===== Recorded information

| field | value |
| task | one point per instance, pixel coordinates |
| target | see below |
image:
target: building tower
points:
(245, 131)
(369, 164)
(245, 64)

==========

▶ Exercise prompt:
Could you reproduce every one of the entries above word for word, with nothing changed?

▶ Reply:
| field | value |
| task | one point per instance, pixel coordinates |
| target | see below |
image:
target: building tower
points:
(245, 131)
(369, 164)
(245, 64)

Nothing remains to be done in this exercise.